-- Tarea 1 --
En el texto sobre la legitimación de la Constitución, ¿qué carácter tiene la inclusión de los derechos fundamentales en la Constitución?
-- Tarea 2 --
Redacta la continuación del texto sobre la legitimación de la Constitución a partir de su última oración.
─── Texto de lectura ───
Se trata de un planteamiento que ha evolucionado progresivamente hasta la actualidad bajo el paradigma legitimador del Estado Constitucional de Derecho.

Sólo cuando se respetan los derechos humanos, los contenidos básicos del constitucionalismo (imperio de la ley, separación de poderes, control de la autoridad…) y los procedimientos democráticos y como traducción de la voluntad del pueblo, que es titular del poder originario (soberano) y poder constituyente, la Constitución se dota de una fuerza legitima-dora que se traslada a los poderes (constituidos), las normas, los procedimientos, las competencias, la acción prestacional del Estado, los derechos sociales y económicos definidos como principios rectores… No necesitan de esa legitimación los derechos fundamentales, límites de la soberanía del Estado (contenidos de la soberanía del Derecho) y categorías previas a la Constitución que en la Constitución se reconocen, no se otorgan. Como en el caso del poder constituyente, su legitimación deriva de su condición de atributos inherentes a los seres humanos (art. 10.1 CE), cuya inclusión en la Constitución es meramente declarativa, no constitutiva.
─── Entradas extraídas ───
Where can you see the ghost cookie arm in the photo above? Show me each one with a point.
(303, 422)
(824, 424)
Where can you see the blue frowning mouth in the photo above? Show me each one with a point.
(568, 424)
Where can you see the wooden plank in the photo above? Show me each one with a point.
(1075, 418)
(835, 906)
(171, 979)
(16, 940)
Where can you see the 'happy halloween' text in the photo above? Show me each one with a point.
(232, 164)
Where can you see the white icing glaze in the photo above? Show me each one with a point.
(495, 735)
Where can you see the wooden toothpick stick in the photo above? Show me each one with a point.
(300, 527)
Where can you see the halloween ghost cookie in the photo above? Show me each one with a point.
───
─── Entradas extraídas ───
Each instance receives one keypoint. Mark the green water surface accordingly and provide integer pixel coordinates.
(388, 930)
───
─── Entradas extraídas ───
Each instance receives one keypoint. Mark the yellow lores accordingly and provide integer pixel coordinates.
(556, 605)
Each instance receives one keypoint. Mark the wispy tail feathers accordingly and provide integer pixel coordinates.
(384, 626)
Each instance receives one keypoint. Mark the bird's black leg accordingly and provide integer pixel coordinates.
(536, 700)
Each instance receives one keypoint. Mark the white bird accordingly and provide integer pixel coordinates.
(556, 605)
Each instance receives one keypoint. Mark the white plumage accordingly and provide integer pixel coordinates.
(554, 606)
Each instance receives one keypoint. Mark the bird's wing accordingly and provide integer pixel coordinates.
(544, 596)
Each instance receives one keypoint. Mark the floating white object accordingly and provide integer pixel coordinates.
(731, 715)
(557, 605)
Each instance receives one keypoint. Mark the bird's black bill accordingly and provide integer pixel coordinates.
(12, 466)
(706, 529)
───
-- Resultado 1 --
Es meramente declarativa, no constitutiva.

-- Resultado 2 --
En los últimos dos siglos y cuarto de constitucionalismo, esta función legitimadora de la Constitución ha sido objeto de una transformación relevante, principalmente porque en Europa, desde finales del siglo XVIII, el poder constituyente ha visto reemplazar a su titular (nación, rey, rey con el parlamento, pueblo), dando lugar a las Constituciones otorgadas, doctrinarias y liberal-democráticas (con sufragio censitario o universal), pero también porque los derechos fundamentales han cambiado su fundamentación dependiendo de la aceptación mayor o menor de los postulados positivistas. La Declaración Universal de los Derechos Humanos (París, 1948) confirma el fundamento iusnaturalista de los derechos humanos constitucionalizados.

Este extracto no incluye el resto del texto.